— Prompt 1 —
Write out the passage from the book review below, from "As Good As Gone" up to and including "in far-away Missoula.", with every word unchanged.
— Prompt 2 —
Using the book review below, answer each question on its own line:
(a) How old is Calvin Sidey?
(b) In what city is Bill's wife having surgery?
(c) How old is Ann?
— Prompt 3 —
List every character named in the book review below.

— Selected extract —
----
As Good As Gone

Written by Larry Watson
Review by G. J. Berger

Seventy-year-old WWII veteran Calvin Sidey lives alone in a trailer on the scrubby plains of eastern Montana. His ranch hand jobs are drying up. He is a man of few words and many hard edges but reads old classics in their original Latin. On a hot July day in the 1960s, Calvin’s son, Bill, stops by unannounced. Son asks father to come to town and mind Bill’s children while Bill helps their mother through surgery in far-away Missoula.

Calvin hardly knows his grandchildren—beautiful 17-year-old Ann and eleven-year-old Will. Calvin had run out on his own young family soon after Calvin’s wife (and Bill’s mother) died in a traffic accident. Yet Calvin agrees to watch over the house and youngsters while their parents are gone. Calvin’s hard edges rub up against Ann’s possessive suitor, against neighbor widow Beverly’s yearnings for more in this life, against Bill’s tenants of a rental house in the rough part of town, against most things modern and progressive.
----
— Supplied information —
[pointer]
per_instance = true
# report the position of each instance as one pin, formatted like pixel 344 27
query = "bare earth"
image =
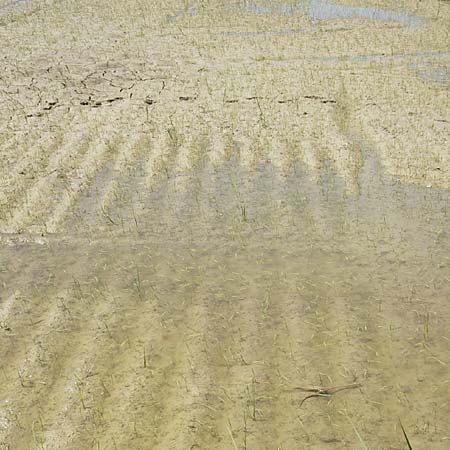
pixel 210 211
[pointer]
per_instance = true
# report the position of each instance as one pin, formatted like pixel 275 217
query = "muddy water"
pixel 191 292
pixel 274 279
pixel 315 9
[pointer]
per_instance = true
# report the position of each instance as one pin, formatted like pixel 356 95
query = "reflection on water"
pixel 323 10
pixel 315 9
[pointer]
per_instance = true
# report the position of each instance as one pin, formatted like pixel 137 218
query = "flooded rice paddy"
pixel 225 228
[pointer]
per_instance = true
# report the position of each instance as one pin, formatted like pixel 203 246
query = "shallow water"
pixel 323 10
pixel 317 10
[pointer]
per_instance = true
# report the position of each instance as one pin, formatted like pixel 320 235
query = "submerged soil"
pixel 207 211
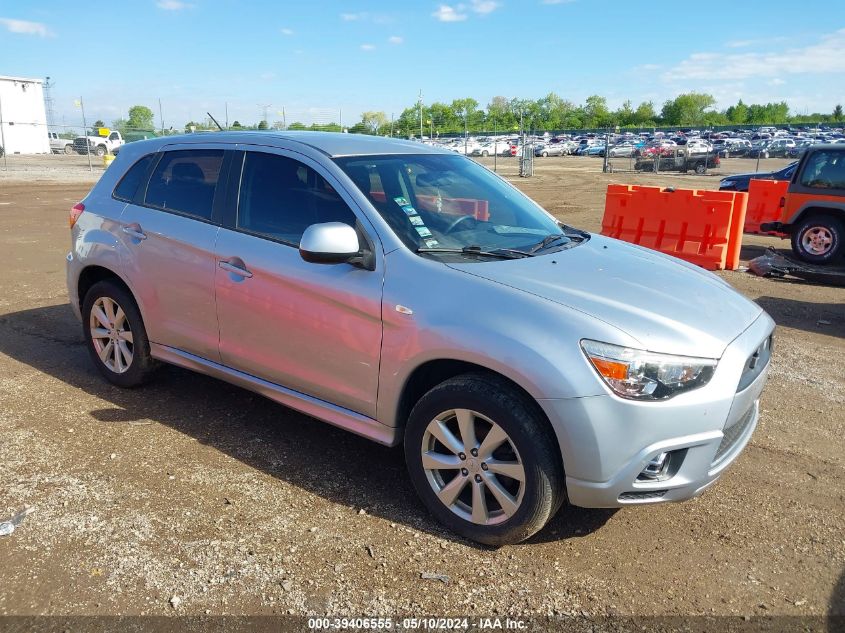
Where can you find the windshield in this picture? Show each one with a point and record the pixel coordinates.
(434, 201)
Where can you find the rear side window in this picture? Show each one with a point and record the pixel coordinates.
(825, 170)
(128, 185)
(184, 182)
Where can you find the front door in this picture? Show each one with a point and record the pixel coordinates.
(313, 328)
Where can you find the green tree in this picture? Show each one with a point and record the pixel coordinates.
(687, 109)
(373, 121)
(737, 114)
(140, 118)
(596, 112)
(645, 115)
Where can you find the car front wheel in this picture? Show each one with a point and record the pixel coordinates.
(484, 460)
(819, 239)
(115, 334)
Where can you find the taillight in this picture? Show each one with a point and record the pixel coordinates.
(75, 212)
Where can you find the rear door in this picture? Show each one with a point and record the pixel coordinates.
(313, 328)
(169, 232)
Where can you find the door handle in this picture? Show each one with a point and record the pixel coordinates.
(235, 269)
(134, 230)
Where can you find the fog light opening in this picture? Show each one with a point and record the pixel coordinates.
(662, 466)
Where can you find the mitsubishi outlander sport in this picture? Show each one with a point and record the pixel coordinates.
(413, 297)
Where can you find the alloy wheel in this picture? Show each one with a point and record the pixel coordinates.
(111, 334)
(817, 240)
(473, 466)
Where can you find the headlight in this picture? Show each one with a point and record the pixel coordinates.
(640, 375)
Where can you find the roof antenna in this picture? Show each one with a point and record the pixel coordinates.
(219, 127)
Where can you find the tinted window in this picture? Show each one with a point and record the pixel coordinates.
(825, 170)
(280, 197)
(184, 181)
(128, 185)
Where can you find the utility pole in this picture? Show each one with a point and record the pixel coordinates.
(264, 108)
(420, 102)
(3, 139)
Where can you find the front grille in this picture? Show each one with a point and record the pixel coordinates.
(732, 435)
(642, 496)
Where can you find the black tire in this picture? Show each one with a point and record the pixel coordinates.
(528, 432)
(142, 365)
(835, 228)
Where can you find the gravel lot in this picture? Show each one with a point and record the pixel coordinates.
(191, 496)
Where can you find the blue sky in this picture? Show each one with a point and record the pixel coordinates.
(320, 59)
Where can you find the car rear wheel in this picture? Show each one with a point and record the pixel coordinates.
(483, 460)
(115, 334)
(819, 239)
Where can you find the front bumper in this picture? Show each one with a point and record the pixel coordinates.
(606, 441)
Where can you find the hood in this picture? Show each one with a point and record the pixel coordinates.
(667, 305)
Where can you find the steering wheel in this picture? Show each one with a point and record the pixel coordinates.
(454, 223)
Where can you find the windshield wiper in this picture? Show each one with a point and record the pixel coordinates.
(498, 253)
(546, 242)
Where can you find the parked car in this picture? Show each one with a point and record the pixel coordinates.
(813, 209)
(551, 149)
(59, 145)
(99, 145)
(413, 297)
(739, 182)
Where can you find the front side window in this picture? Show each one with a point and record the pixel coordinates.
(437, 201)
(184, 182)
(281, 197)
(825, 170)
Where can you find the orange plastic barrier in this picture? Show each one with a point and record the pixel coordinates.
(764, 204)
(701, 227)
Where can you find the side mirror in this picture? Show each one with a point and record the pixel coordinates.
(329, 243)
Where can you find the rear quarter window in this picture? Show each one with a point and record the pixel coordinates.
(128, 185)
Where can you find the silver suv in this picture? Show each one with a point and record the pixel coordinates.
(411, 296)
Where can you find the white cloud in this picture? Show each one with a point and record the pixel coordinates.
(825, 57)
(173, 5)
(445, 13)
(25, 28)
(484, 6)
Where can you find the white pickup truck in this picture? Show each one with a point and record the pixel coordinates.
(60, 145)
(97, 145)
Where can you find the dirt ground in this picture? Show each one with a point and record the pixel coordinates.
(192, 496)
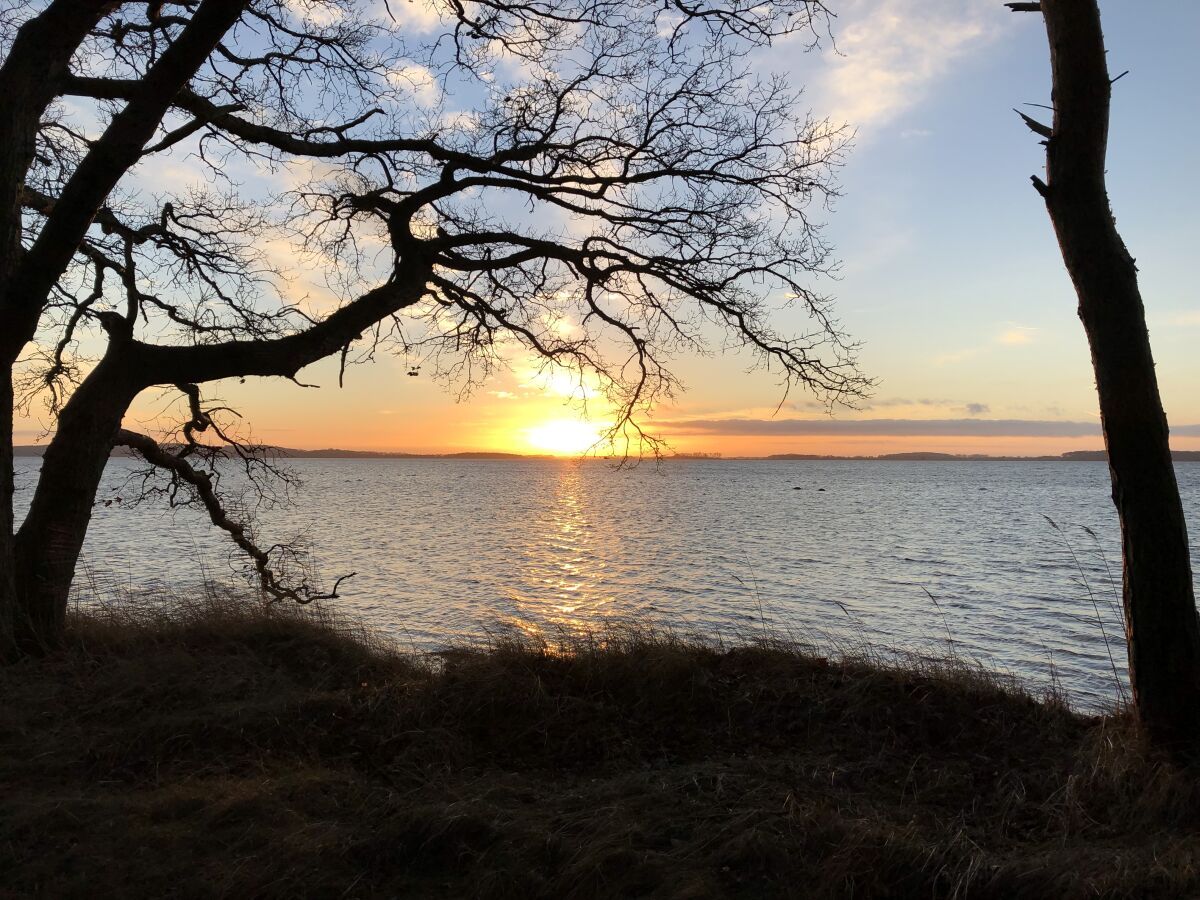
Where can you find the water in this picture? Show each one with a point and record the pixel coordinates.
(837, 551)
----
— Exercise output 1 —
As Good As Gone

Written by Larry Watson
Review by G. J. Berger

Seventy-year-old WWII veteran Calvin Sidey lives alone in a trailer on the scrubby plains of eastern Montana. His ranch hand jobs are drying up. He is a man of few words and many hard edges but reads old classics in their original Latin. On a hot July day in the 1960s, Calvin’s son, Bill, stops by unannounced. Son asks father to come to town and mind Bill’s children while Bill helps their mother through surgery in far-away Missoula.

— Exercise output 2 —
(a) Seventy
(b) Missoula
(c) 17

— Exercise output 3 —
Calvin Sidey
Bill
Ann
Will
Beverly